- Consigne: Prolongez le texte consacré à Isabelle Eberhardt au-delà de sa dernière phrase.

- Extrait du document:
──────────────────────────────

Morte à seulement 27 ans, Isabelle Eberhardt aura défié toutes les conventions de son temps, s'inventant un destin à mille lieues de ce qui était requis d'une jeune Européenne au tournant du XXesiècle.
Née de père inconnu à Genève en 1877, elle est issue de la noblesse russe par sa mère. Son éducation anticonformiste et polyglotte lui permet d'apprendre le russe, l'italien, le français, l'allemand, l'arabe et le turc. À l'âge de vingt ans, elle s'installe avec sa mère en Algérie française, à Annaba. Là, elle décide de se convertir à l'islam, embrassant le soufisme, sa branche mystique, et prend le nom masculin de Mahmoud Saadi.
Après le décès de sa mère, déguisée en homme algérien, elle commence à vivre en nomade et parcourt à cheval le Sud du pays, partageant la vie des bédouins et s'intéressant au sort des défavorisés. Elle écrit beaucoup, nouvelles, récits, impressions de voyage, et rencontre l'amour de sa vie : Slimane Ehnni, soldat musulman de nationalité française. Leur liaison, sitôt connue, scandalisera les colons – d'autant qu'Isabelle, à rebours de toutes les convenances, boit et fume le kif.
Le journaux de la métropole commencent à s'intéresser à l'aventurière lorsqu'une tentative d'attentat d'assassinat est perpétrée contre elle, le 29 janvier 1901 – tentative orchestrée à Béhina par une confrérie soufie opposée à la sienne. Le procès se tient en juin et Le Petit Marseillais raconte :
« Le procès dont je vous avais parlé, au sujet d’une tentative de meurtre dont avait été victime dans le Sud une jeune Russe, devenue musulmane, habillée en indigène et affiliée à la secte religieuse des Kadrya, a eu lieu devant le conseil de guerre de Constantine […].
La victime, Mlle Isabelle Eberhardt, s’est présentée vêtue en femme indigène, mais elle a reconnu qu’elle s’habillait fréquemment en homme, ce qui, aux yeux des musulmans, de son aveu même, était tout au moins une inconvenance. Un jeune maréchal des logis du 3e spahis, musulman naturalisé français, à qui elle est, dit-on, fiancée, l’accompagnait.
L’accusé a déclaré qu’il avait tenté de l’assassiner à cause du trouble et du scandale qu’elle jetait dans la religion musulmane. Il s'est dit poussé par un ange qui, dans l’intérêt de la religion, lui avait donné l’ordre de tuer Mlle Eberhardt. Il a été condamné aux travaux forcés à perpétuité [...].

──────────────────────────────

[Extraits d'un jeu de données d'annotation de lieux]
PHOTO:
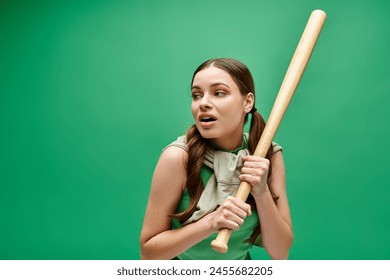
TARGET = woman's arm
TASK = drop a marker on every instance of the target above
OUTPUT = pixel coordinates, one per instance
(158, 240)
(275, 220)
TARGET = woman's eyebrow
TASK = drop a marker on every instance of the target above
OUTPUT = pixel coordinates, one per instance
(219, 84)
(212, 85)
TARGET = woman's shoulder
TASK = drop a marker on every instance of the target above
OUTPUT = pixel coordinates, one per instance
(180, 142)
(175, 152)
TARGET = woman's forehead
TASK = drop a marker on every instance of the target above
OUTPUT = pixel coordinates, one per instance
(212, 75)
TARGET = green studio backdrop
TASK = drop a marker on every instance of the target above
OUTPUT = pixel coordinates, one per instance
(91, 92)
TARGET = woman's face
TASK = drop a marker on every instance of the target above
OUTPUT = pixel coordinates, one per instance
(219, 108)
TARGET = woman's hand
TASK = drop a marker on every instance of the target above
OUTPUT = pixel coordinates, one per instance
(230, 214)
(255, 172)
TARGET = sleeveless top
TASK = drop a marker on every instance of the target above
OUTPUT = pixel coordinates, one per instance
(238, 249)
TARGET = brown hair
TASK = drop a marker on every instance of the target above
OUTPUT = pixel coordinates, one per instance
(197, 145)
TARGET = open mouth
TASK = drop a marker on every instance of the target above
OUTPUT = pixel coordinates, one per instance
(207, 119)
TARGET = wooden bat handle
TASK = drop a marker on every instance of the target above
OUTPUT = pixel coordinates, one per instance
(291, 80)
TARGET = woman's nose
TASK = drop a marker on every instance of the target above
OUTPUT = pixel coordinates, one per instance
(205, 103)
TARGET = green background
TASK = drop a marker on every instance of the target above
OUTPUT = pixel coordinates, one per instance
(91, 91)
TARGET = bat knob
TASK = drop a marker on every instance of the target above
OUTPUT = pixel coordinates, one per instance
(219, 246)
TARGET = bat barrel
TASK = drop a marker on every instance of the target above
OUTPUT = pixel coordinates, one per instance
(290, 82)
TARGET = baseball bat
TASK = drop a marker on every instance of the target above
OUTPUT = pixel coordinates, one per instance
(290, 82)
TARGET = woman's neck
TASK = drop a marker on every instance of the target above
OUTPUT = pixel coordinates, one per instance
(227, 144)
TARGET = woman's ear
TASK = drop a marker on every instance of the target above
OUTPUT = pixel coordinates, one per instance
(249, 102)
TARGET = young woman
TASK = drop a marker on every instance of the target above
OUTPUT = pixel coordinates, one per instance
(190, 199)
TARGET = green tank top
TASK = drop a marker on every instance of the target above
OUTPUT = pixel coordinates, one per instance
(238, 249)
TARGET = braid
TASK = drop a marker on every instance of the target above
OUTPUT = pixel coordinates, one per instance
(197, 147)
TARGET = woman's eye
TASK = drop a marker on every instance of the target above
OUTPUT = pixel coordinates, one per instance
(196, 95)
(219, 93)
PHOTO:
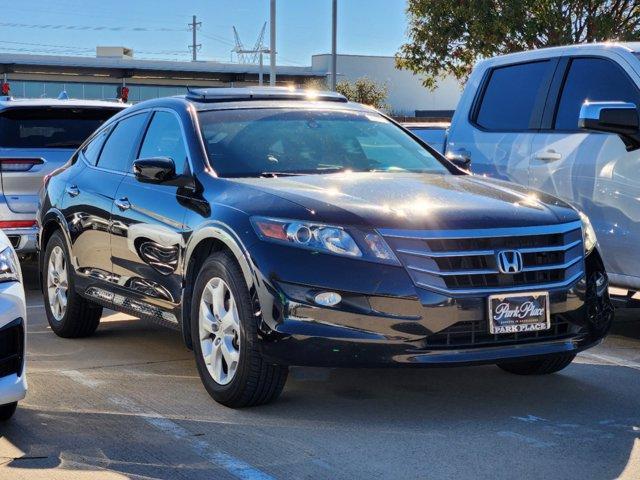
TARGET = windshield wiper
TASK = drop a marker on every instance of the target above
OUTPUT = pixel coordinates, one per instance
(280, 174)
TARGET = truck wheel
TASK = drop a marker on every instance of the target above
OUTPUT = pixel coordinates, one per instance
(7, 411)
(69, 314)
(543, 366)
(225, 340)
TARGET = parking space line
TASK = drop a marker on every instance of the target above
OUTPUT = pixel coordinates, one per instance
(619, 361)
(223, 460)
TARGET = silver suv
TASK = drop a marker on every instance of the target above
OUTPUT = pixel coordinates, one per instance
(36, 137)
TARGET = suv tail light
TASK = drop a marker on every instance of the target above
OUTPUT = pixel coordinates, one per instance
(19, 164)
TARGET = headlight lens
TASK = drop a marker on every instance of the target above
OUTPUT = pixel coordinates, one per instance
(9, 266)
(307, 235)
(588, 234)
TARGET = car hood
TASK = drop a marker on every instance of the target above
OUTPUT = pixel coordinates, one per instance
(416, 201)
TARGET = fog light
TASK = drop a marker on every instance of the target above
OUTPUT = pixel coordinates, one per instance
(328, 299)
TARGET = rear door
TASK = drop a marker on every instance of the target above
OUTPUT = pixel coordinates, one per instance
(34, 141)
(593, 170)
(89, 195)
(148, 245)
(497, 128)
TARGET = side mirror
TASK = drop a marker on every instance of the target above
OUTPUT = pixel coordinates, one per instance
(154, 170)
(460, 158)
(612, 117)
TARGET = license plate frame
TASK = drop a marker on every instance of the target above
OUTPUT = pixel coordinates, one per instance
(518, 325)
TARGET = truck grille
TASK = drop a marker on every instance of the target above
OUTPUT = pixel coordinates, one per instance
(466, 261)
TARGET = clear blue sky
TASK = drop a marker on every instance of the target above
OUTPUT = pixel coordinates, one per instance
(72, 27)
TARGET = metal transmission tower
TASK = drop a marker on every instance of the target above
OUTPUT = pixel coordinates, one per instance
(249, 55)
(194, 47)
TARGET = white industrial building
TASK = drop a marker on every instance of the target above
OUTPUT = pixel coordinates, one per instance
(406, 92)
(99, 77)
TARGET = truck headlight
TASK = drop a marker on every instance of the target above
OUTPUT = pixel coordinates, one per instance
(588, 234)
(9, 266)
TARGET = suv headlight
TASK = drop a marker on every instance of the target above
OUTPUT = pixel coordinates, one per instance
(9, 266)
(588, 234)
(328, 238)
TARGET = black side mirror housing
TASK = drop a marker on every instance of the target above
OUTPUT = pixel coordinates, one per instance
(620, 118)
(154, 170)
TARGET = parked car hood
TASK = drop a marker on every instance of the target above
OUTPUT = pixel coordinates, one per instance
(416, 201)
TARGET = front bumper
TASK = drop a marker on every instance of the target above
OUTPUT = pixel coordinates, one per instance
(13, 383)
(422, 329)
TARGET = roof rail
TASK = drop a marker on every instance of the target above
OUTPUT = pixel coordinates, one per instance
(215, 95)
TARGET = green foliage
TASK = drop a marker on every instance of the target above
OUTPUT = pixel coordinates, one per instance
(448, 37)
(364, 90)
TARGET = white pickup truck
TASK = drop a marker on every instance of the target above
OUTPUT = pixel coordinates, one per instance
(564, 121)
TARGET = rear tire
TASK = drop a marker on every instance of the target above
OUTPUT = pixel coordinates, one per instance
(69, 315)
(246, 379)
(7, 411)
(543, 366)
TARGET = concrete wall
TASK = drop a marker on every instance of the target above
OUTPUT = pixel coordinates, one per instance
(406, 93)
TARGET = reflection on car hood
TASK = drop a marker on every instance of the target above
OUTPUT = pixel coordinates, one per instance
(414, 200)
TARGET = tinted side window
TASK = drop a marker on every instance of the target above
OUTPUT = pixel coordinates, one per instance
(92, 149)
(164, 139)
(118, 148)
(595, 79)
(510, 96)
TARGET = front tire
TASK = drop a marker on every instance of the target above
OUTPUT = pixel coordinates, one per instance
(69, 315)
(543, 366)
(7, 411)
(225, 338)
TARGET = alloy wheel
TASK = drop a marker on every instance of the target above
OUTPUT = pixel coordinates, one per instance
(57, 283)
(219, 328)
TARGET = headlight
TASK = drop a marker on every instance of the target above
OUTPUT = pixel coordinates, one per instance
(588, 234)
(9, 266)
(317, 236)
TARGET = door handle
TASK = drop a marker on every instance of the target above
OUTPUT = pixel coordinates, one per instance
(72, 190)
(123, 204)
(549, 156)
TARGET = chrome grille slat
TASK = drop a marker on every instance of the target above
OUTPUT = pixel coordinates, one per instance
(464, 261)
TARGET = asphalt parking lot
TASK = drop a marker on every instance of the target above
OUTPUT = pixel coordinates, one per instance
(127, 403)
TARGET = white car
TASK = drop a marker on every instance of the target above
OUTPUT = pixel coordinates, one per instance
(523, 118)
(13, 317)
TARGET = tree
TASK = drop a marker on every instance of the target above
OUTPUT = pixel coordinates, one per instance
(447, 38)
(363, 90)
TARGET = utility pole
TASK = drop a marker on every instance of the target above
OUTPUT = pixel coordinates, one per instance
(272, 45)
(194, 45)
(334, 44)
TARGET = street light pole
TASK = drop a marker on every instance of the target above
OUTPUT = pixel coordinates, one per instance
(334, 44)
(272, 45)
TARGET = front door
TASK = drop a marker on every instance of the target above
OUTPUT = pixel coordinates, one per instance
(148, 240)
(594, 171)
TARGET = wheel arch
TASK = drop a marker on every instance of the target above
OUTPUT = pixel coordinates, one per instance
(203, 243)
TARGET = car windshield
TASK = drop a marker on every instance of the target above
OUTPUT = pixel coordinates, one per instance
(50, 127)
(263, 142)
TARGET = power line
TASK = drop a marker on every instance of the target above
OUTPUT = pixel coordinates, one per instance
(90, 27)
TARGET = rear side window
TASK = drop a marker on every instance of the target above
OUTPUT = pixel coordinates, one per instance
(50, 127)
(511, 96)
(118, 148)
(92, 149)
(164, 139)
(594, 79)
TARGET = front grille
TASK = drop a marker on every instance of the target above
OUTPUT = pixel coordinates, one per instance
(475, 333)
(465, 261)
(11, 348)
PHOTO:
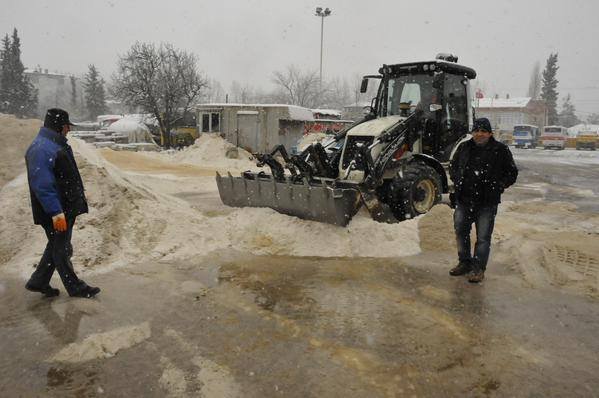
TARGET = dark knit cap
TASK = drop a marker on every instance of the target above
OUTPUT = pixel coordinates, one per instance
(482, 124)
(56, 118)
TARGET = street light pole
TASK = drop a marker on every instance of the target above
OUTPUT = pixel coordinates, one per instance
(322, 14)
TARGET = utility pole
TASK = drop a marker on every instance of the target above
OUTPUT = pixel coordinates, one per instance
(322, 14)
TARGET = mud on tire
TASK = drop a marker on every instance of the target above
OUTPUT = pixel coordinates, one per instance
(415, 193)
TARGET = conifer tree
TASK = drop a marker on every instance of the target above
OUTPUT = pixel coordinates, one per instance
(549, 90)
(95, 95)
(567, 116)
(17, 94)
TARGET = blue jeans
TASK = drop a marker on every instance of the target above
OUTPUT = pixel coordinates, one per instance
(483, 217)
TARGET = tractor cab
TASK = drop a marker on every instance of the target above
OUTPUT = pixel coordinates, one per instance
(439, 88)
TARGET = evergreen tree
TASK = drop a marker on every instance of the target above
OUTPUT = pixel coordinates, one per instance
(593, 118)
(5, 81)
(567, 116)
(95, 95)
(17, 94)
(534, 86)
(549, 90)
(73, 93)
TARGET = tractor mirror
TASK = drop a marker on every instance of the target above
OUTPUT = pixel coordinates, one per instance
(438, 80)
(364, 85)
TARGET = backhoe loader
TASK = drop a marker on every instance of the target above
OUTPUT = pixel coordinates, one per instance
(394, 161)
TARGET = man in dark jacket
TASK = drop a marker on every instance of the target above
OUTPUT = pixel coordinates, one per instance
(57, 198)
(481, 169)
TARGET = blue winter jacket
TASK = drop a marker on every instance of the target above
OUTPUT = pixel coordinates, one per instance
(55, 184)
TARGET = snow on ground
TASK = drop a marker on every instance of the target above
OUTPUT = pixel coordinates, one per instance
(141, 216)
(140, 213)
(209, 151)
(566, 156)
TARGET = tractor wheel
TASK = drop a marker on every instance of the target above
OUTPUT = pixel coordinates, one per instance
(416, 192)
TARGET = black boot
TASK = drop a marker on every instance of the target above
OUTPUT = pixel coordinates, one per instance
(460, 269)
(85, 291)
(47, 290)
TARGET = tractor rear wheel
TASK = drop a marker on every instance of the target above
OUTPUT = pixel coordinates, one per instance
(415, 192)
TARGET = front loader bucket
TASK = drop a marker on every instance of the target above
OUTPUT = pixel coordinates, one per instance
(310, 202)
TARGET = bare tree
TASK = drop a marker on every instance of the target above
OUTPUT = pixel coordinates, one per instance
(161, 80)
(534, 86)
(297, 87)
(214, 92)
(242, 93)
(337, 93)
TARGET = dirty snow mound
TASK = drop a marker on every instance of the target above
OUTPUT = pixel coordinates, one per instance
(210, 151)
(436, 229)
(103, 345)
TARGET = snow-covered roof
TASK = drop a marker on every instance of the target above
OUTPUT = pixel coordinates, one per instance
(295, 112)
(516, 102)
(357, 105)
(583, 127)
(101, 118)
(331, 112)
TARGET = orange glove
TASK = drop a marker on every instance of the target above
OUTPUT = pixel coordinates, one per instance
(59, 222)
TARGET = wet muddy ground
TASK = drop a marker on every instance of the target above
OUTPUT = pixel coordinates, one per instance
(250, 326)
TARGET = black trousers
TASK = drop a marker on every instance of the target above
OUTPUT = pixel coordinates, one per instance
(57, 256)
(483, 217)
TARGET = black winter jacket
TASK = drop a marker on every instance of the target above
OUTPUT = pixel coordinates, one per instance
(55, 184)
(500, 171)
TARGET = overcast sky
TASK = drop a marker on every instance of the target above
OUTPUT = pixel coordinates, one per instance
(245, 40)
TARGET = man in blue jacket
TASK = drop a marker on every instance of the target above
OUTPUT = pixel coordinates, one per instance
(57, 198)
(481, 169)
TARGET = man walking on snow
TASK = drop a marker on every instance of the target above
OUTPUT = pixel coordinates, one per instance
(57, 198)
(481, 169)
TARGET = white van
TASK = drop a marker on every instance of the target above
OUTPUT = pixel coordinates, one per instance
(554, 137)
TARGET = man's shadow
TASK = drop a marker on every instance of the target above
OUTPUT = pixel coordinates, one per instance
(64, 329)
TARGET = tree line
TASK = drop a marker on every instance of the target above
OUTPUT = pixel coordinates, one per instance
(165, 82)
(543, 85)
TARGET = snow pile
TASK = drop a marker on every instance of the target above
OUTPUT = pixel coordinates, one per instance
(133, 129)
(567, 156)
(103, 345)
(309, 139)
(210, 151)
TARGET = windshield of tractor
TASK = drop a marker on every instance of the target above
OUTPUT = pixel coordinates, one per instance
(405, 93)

──────────────────────────────

- Résultat:
Quant à Mlle Eberhardt, aussitôt après le jugement, il lui a été signifié un arrêté d’expulsion lui interdisant d’une façon absolue le territoire civil et militaire de l’Algérie. »
Expulsée d'Algérie car considérée comme fauteuse de troubles, elle se rend à Marseille, où elle épouse Slimane en septembre, ce qui lui permet d'acquérir la nationalité française – et donc de retourner en Algérie en 1902. Le couple reprend ses voyages dans le désert. Isabelle écrit alors pour le journal arabophile L'Akhbar, rédigeant des nouvelles et se dressant contre la colonisation.
En 1903, elle se rend dans les monts des Ksour, à Aïn Sefra, ville déchirée par un conflit entre le Maroc et l'Algérie, où elle officie comme reporter de guerre. À la même époque, elle se lie d'amitié avec le colonel Lyautey (futur Maréchal de France), qui lui voue une grande admiration.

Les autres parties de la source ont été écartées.